* **Exercise details**
Every line below that mentions the word "neck" should be copied out.
[[ Data extract, beginning ]]
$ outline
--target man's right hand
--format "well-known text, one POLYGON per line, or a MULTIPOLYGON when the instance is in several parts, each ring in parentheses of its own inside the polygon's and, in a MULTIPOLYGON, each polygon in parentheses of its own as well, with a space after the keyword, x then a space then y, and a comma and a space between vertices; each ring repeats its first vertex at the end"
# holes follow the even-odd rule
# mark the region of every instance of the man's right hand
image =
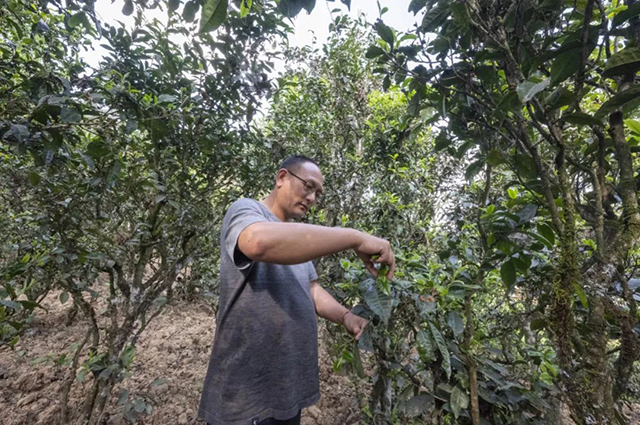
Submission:
POLYGON ((382 263, 389 266, 387 279, 393 280, 393 272, 396 268, 396 257, 391 250, 391 244, 386 239, 378 238, 366 233, 360 234, 362 240, 356 246, 355 251, 362 259, 364 266, 369 272, 378 276, 378 270, 373 267, 373 263, 382 263), (373 258, 375 257, 375 259, 373 258))

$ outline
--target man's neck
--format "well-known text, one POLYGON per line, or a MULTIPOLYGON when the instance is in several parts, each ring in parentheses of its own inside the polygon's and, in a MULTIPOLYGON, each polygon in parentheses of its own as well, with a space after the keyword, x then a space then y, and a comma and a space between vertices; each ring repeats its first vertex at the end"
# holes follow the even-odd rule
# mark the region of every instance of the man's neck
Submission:
POLYGON ((269 211, 271 211, 273 215, 278 217, 280 220, 289 221, 289 219, 285 216, 282 208, 280 208, 280 206, 276 202, 275 193, 271 192, 269 195, 267 195, 266 198, 262 199, 260 203, 269 208, 269 211))

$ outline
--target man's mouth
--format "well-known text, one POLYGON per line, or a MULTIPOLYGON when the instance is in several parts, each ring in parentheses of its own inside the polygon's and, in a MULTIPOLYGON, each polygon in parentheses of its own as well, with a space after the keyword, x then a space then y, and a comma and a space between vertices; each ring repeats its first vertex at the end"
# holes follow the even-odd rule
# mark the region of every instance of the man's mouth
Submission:
POLYGON ((307 207, 305 204, 299 204, 305 211, 307 211, 309 209, 309 207, 307 207))

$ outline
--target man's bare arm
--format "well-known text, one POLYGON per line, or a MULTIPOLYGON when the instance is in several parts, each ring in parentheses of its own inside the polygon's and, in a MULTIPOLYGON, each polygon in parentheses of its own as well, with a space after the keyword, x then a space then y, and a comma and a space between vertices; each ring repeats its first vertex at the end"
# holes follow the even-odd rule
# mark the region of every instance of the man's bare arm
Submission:
POLYGON ((369 321, 340 305, 317 280, 311 282, 310 289, 318 316, 343 325, 358 341, 369 321))
POLYGON ((344 324, 343 318, 349 309, 336 301, 330 293, 318 284, 318 281, 311 282, 311 296, 318 316, 334 323, 344 324))
POLYGON ((340 227, 258 222, 240 233, 238 247, 251 260, 276 264, 300 264, 354 249, 373 275, 377 272, 372 255, 379 255, 375 262, 389 265, 389 279, 393 278, 395 269, 395 257, 388 241, 340 227))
[[ Data extract, end ]]
* **Written reply**
--target man's neck
# mark the region of every instance of the man's neck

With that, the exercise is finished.